— START INPUT ROWS —

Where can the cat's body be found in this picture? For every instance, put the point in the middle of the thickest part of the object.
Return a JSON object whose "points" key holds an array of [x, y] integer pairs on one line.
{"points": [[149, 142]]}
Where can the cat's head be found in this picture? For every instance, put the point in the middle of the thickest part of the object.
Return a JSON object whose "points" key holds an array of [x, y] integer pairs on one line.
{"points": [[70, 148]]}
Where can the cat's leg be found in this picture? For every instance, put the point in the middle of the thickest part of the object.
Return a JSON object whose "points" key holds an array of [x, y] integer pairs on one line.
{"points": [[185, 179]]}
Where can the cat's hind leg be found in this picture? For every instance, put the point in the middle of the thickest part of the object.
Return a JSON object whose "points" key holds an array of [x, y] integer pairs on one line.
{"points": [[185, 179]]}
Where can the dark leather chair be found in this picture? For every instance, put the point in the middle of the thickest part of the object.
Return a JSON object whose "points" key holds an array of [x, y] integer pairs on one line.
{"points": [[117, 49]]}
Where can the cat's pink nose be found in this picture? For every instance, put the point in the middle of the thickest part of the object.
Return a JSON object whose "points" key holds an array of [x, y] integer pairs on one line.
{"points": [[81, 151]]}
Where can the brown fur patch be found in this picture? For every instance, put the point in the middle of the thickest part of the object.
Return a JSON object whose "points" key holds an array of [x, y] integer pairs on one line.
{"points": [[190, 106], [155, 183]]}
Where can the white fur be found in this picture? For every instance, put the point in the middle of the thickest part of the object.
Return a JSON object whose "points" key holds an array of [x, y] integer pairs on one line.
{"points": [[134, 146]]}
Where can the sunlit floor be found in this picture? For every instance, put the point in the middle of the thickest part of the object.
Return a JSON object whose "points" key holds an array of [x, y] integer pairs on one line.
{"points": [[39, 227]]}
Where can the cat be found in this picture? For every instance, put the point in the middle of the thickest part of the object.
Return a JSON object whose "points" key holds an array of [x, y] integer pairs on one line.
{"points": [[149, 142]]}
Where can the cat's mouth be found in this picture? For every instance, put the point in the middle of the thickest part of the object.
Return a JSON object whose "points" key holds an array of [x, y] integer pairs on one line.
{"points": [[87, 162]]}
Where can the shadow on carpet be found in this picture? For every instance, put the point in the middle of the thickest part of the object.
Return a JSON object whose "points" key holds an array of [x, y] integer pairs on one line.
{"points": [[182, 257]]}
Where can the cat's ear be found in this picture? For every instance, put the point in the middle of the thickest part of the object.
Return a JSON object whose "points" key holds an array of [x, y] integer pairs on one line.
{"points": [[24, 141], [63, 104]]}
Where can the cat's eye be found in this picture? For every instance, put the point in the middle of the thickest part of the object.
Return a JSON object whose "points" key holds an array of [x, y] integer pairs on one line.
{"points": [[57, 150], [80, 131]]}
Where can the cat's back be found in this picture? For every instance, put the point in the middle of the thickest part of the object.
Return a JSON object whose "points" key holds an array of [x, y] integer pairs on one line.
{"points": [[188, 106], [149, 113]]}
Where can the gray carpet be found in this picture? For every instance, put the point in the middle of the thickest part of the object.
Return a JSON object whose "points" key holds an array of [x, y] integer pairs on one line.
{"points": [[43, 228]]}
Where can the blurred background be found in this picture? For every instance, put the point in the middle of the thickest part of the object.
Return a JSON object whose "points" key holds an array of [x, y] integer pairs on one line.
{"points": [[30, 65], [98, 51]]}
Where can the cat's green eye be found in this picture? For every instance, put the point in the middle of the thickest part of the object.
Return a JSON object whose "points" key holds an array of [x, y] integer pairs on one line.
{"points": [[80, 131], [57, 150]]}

— END INPUT ROWS —

#### [DIRECTIONS]
Write out, word for word, every line from the one containing "Where can the cat's back" through the last line of the records above.

#### [REPLY TO THE EXERCISE]
Where can the cat's back be found in this picture? For every instance, put the point in the middle of the thickest part of the object.
Return a JSON object whose "points" key holds an array of [x, y] integer pairs on one line.
{"points": [[188, 106], [149, 113]]}
Where can the gray carpet be found in this picture? For every instance, put the point in the middle of the thickest part of the object.
Return a JSON object whose "points" key holds an array of [x, y] integer pairs on one line.
{"points": [[43, 228]]}
Where can the blurred background be found in this picture? For every instance, put the point in the middle of the thickest part of the object.
Return a JSON object whose "points" key holds an array of [x, y] integer pairs on one line.
{"points": [[30, 65], [98, 51]]}
Where can the cat's green eye be found in this picture? For every instance, put the point in the middle of the thickest part of the object.
Return a JSON object whose "points" key holds an array of [x, y] integer pairs on one line.
{"points": [[80, 131], [57, 150]]}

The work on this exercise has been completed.